Given task 1:
Show each line of the listing below that contains the string "tree".

Document extract:
····················

Tonight! The Essential Fallacy Still Confounds Us! The Neil Garfield Show 6PM EST

Thursdays LIVE! Click in to the Neil Garfield Show

Or call in at (347) 850-1260, 6pm Eastern Thursdays

Here is what almost everyone is getting wrong and why it matters:

In the run up to the mortgage meltdown, investment banks were described as taking foolish risks, buying loans that were likely or even guaranteed to fail. It’s true, some investment banks that were not in on the grand scheme did exactly that and Lehman might have been one of them, Bear Stearns another.

But for the TBTF banks it was a different story. They were not lending money nor buying mortgage loans. They were funding the origination of loans likely or guaranteed to fail with incoming investor money that was intended by the investors to buy good quality loans that were seasoned by some period of time in which payments were made by the borrower. They were purchasing loans the same way. And they were not buying derivatives, they were selling them. SO the entire “bailout” was a farce. There were no losses.

Why does this matter?

Arguing what I have stated above will not get you anywhere in court. In fact, you might even lose ground to a judge who views you or your lawyer as a conspiracy theorist. So don’t do that. Remember that anything you affirmatively allege or assert, you then must prove by competent and substantial evidence that you don’t have and you probably never will have. reference to newspaper articles, especially if they are opinion pieces will only dig your hole deeper.

So what then?

If you understand the basics outlines above and apply logic then just knowing what happened can lead to victory in court and often does.

For regular readers of this blog you know that I have continually distinguished between the money trail and the paper trail. This is the difference between truth and fiction, respectively.

We know that there is no evidence that could support the assertion or even the implication that the originator loaned a penny if (a) it was a thinly capitalized broker or “originator” or (b) the loan occurred at the peak of the mortgage meltdown in 2004-2008, or both.

····················

[Region annotation entries]
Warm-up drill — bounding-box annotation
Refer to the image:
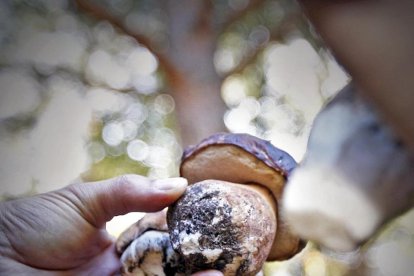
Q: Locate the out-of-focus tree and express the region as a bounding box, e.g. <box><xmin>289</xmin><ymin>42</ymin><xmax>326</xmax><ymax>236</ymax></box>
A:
<box><xmin>5</xmin><ymin>0</ymin><xmax>414</xmax><ymax>275</ymax></box>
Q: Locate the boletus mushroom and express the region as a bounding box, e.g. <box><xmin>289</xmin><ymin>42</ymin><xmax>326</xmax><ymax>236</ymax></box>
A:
<box><xmin>167</xmin><ymin>133</ymin><xmax>301</xmax><ymax>275</ymax></box>
<box><xmin>117</xmin><ymin>133</ymin><xmax>303</xmax><ymax>275</ymax></box>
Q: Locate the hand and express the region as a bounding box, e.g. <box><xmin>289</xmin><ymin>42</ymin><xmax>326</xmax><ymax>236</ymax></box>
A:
<box><xmin>0</xmin><ymin>175</ymin><xmax>188</xmax><ymax>275</ymax></box>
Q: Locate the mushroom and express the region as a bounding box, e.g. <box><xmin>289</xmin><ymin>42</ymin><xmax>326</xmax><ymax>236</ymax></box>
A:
<box><xmin>283</xmin><ymin>84</ymin><xmax>414</xmax><ymax>251</ymax></box>
<box><xmin>167</xmin><ymin>133</ymin><xmax>302</xmax><ymax>275</ymax></box>
<box><xmin>117</xmin><ymin>133</ymin><xmax>303</xmax><ymax>276</ymax></box>
<box><xmin>116</xmin><ymin>210</ymin><xmax>184</xmax><ymax>276</ymax></box>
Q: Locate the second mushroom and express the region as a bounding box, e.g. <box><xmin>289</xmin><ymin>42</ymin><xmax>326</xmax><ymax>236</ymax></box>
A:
<box><xmin>118</xmin><ymin>133</ymin><xmax>302</xmax><ymax>275</ymax></box>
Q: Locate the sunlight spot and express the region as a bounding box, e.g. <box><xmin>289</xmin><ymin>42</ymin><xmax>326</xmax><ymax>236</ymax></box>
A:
<box><xmin>0</xmin><ymin>70</ymin><xmax>40</xmax><ymax>119</ymax></box>
<box><xmin>102</xmin><ymin>122</ymin><xmax>124</xmax><ymax>146</ymax></box>
<box><xmin>127</xmin><ymin>140</ymin><xmax>149</xmax><ymax>161</ymax></box>
<box><xmin>221</xmin><ymin>76</ymin><xmax>246</xmax><ymax>107</ymax></box>
<box><xmin>127</xmin><ymin>47</ymin><xmax>158</xmax><ymax>76</ymax></box>
<box><xmin>154</xmin><ymin>94</ymin><xmax>175</xmax><ymax>115</ymax></box>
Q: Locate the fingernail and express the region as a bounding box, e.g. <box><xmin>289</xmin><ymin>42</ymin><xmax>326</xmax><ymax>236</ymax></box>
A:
<box><xmin>153</xmin><ymin>177</ymin><xmax>187</xmax><ymax>191</ymax></box>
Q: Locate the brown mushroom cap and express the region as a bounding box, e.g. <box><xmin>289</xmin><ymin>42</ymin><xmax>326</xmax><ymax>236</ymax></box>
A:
<box><xmin>180</xmin><ymin>133</ymin><xmax>302</xmax><ymax>261</ymax></box>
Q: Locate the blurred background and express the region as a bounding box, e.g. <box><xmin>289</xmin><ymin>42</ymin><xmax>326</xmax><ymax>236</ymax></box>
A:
<box><xmin>0</xmin><ymin>0</ymin><xmax>414</xmax><ymax>275</ymax></box>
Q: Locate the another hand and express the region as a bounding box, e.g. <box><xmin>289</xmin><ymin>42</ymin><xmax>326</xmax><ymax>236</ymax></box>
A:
<box><xmin>0</xmin><ymin>175</ymin><xmax>191</xmax><ymax>275</ymax></box>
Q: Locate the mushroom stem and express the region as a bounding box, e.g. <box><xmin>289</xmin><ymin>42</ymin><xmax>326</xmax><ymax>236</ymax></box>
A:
<box><xmin>167</xmin><ymin>180</ymin><xmax>277</xmax><ymax>275</ymax></box>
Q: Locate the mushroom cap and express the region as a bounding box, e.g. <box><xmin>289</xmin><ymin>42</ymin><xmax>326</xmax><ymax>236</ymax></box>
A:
<box><xmin>167</xmin><ymin>179</ymin><xmax>276</xmax><ymax>276</ymax></box>
<box><xmin>180</xmin><ymin>133</ymin><xmax>302</xmax><ymax>261</ymax></box>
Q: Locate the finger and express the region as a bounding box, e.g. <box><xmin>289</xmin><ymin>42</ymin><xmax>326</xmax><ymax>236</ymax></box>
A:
<box><xmin>63</xmin><ymin>175</ymin><xmax>187</xmax><ymax>227</ymax></box>
<box><xmin>192</xmin><ymin>270</ymin><xmax>223</xmax><ymax>276</ymax></box>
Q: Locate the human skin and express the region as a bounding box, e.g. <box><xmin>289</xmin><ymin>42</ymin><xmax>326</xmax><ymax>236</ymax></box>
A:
<box><xmin>300</xmin><ymin>0</ymin><xmax>414</xmax><ymax>152</ymax></box>
<box><xmin>0</xmin><ymin>175</ymin><xmax>221</xmax><ymax>276</ymax></box>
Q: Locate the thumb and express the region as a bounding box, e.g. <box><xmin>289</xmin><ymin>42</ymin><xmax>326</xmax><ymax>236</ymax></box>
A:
<box><xmin>62</xmin><ymin>175</ymin><xmax>187</xmax><ymax>227</ymax></box>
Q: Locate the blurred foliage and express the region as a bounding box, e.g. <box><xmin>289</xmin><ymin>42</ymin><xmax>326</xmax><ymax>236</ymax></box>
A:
<box><xmin>0</xmin><ymin>0</ymin><xmax>414</xmax><ymax>275</ymax></box>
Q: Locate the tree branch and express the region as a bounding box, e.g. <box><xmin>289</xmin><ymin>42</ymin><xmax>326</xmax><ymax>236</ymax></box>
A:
<box><xmin>222</xmin><ymin>12</ymin><xmax>301</xmax><ymax>79</ymax></box>
<box><xmin>75</xmin><ymin>0</ymin><xmax>184</xmax><ymax>85</ymax></box>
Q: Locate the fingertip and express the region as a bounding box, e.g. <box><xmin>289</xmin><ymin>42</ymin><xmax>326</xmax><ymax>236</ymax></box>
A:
<box><xmin>153</xmin><ymin>177</ymin><xmax>188</xmax><ymax>193</ymax></box>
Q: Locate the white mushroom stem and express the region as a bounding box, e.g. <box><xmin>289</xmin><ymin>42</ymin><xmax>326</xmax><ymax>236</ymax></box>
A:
<box><xmin>121</xmin><ymin>230</ymin><xmax>179</xmax><ymax>276</ymax></box>
<box><xmin>283</xmin><ymin>85</ymin><xmax>414</xmax><ymax>251</ymax></box>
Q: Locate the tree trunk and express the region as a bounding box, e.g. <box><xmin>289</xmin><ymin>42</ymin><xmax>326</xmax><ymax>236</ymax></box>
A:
<box><xmin>166</xmin><ymin>0</ymin><xmax>226</xmax><ymax>146</ymax></box>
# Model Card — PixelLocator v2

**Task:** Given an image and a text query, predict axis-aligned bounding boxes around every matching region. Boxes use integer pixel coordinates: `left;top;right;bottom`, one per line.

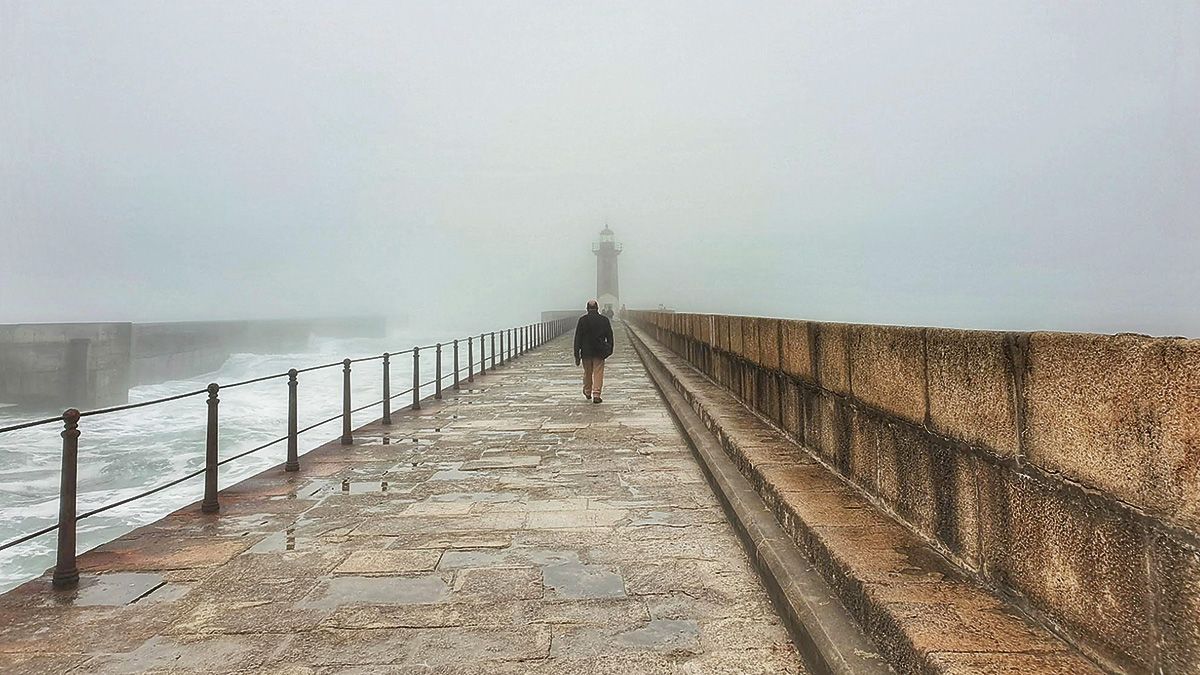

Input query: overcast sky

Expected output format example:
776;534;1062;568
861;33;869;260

0;0;1200;336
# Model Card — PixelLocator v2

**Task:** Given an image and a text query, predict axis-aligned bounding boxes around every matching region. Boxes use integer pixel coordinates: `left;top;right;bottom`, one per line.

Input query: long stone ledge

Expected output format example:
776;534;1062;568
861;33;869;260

632;319;1103;674
0;335;806;675
629;330;893;675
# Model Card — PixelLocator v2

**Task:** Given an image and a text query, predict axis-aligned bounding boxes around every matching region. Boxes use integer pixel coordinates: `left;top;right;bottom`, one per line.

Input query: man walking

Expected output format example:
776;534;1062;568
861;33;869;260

575;300;612;404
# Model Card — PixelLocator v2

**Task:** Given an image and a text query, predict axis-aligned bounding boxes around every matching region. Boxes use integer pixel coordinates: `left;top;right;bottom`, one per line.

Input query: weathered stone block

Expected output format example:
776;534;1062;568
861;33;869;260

780;321;816;382
1151;534;1200;673
728;316;743;357
877;423;936;534
850;325;925;424
812;323;857;394
1024;333;1200;530
742;316;762;364
850;408;881;494
925;328;1019;456
781;377;804;443
979;461;1154;671
700;313;715;346
755;318;780;370
816;393;850;476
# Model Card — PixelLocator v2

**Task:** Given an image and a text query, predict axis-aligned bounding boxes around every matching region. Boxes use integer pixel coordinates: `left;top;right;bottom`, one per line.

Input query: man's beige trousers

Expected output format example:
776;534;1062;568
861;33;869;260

583;357;604;396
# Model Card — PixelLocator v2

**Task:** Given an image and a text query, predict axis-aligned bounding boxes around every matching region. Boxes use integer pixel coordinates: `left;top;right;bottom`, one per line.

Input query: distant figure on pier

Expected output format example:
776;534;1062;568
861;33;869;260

575;300;612;404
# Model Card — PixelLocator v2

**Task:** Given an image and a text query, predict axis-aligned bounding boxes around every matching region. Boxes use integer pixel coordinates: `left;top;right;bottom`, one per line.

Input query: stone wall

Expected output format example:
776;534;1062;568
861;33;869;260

629;311;1200;673
0;323;132;406
0;317;386;408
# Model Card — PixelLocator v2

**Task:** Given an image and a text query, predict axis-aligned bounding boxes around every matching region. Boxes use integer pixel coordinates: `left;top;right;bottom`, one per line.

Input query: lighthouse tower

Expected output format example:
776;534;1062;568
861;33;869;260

592;225;620;311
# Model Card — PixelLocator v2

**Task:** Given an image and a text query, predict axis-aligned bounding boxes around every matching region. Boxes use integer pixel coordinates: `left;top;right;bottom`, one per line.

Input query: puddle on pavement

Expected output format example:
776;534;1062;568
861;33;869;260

304;575;450;607
430;492;521;504
617;619;700;650
246;527;296;554
540;559;625;599
52;572;167;607
438;549;582;569
629;510;688;527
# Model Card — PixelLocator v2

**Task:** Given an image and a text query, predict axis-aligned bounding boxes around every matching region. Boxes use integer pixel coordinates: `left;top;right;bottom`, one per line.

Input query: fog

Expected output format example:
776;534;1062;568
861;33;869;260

0;0;1200;335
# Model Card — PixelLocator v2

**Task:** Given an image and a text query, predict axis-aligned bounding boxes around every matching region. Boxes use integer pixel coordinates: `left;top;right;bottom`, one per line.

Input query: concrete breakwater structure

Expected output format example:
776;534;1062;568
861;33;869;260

0;311;1200;675
0;317;388;407
629;311;1200;673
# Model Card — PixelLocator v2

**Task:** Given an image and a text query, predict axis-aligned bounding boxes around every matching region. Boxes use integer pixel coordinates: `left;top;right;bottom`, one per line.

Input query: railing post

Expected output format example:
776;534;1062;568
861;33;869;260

413;347;421;410
283;368;300;471
52;408;79;589
383;352;391;425
433;342;442;401
342;359;354;446
200;382;221;513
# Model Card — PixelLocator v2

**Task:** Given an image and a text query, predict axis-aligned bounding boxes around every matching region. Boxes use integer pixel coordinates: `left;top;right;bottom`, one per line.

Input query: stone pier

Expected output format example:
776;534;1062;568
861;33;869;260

0;330;803;675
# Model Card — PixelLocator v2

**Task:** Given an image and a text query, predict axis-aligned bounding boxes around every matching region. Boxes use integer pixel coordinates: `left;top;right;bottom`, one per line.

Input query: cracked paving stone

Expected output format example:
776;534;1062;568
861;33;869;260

0;335;811;675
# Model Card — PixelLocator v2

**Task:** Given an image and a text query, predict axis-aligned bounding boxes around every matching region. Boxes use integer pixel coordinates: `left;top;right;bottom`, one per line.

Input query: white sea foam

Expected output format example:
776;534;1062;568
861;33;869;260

0;333;468;591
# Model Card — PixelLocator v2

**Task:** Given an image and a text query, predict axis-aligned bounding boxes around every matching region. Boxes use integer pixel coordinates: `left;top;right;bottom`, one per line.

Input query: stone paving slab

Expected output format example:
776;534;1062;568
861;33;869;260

0;329;803;675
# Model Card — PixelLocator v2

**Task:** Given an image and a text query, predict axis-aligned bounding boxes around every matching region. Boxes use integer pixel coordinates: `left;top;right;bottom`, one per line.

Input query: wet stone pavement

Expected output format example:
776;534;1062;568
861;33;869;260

0;330;800;675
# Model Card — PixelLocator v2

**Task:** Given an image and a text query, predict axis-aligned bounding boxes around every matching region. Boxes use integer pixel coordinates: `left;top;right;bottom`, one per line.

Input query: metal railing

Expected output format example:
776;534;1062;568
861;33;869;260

0;319;572;589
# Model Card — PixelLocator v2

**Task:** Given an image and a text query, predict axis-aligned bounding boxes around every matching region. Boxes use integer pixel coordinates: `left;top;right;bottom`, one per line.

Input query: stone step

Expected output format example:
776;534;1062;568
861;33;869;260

631;328;1103;674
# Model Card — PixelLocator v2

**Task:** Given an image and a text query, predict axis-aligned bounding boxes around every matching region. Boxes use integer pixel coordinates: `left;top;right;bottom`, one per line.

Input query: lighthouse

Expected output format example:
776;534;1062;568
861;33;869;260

592;225;620;312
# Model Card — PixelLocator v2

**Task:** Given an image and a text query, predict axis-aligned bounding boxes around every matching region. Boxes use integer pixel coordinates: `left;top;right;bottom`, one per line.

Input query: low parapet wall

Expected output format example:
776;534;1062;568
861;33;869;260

0;323;132;407
629;311;1200;673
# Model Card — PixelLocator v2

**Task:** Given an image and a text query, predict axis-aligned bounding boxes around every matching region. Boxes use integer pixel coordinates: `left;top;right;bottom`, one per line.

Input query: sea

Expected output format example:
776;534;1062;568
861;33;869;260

0;331;479;592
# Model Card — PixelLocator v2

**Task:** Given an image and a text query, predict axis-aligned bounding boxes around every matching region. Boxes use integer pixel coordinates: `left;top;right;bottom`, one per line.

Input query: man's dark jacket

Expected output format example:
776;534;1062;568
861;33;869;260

575;311;612;362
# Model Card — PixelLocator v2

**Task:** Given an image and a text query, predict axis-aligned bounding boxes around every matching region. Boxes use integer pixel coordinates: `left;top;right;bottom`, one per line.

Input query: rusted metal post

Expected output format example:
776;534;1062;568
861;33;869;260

433;342;442;401
342;359;354;446
383;352;391;425
413;347;421;410
52;408;79;589
200;382;221;513
467;338;475;382
283;368;300;471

····················

Given task 2:
In the blog post above, which two trails does the writer continually distinguish between?

Expected output 1:
Q: Locate the out-of-focus tree and express the region as a bounding box, e.g. <box><xmin>289</xmin><ymin>42</ymin><xmax>326</xmax><ymax>236</ymax></box>
Q: Locate the tree branch and express the region as a bounding box, e.g. <box><xmin>289</xmin><ymin>42</ymin><xmax>326</xmax><ymax>236</ymax></box>
Q: Locate the tree trunk and express the region as a bounding box, e.g. <box><xmin>289</xmin><ymin>42</ymin><xmax>326</xmax><ymax>236</ymax></box>

Expected output 2:
The money trail and the paper trail.